* **Problem details**
Using the records provided below, locate and copy each line that contains the word "instance".

(Records from a dataset)
+++

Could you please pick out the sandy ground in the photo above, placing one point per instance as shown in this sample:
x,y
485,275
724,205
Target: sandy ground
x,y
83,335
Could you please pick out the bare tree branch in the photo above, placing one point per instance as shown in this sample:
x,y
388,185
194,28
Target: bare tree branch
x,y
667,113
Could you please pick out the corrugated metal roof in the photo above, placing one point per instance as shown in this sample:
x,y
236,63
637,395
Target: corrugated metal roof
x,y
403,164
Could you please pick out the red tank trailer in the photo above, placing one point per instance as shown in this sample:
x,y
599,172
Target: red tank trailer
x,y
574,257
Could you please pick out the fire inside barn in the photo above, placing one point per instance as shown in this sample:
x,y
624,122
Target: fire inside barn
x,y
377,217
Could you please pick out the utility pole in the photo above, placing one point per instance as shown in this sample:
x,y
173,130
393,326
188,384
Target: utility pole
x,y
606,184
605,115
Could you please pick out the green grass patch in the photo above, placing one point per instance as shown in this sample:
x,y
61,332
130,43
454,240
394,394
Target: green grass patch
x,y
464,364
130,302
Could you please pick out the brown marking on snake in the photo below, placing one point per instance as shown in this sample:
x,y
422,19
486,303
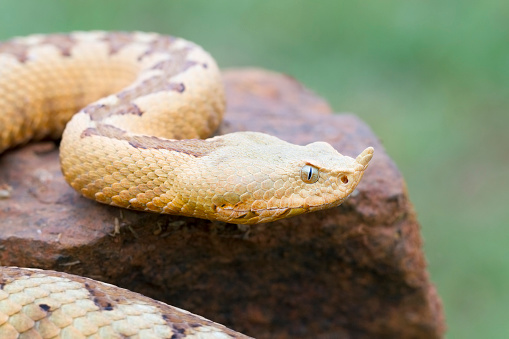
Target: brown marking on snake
x,y
16,49
100,299
103,295
193,147
45,307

+++

* **Exercise solution**
Could you please pick out the sandy ground in the photo above, placing one point per instance as shown in this sample:
Could you please pick out the bare tree branch in the photo above, placing one point per instance as shown in this sample:
Could you please pick out the corrugated metal roof in the photo above, placing one point per instance as shown in this sample:
Could you please pick out the red tank trailer in the photo above, placing one point per instance as shown in this sample:
Could you please pick out the fire inside barn in the photo above, placing one point per instance as shown in this sample:
Could you please pick out the utility pole in the photo above, placing one point per instance as shown in this sample:
Could you please pick out the green grass patch in the photo above, placing one point per instance as shown in this sample:
Could you please pick out the brown marking on snake in the photo below, placing one point per instance as shown in this sample:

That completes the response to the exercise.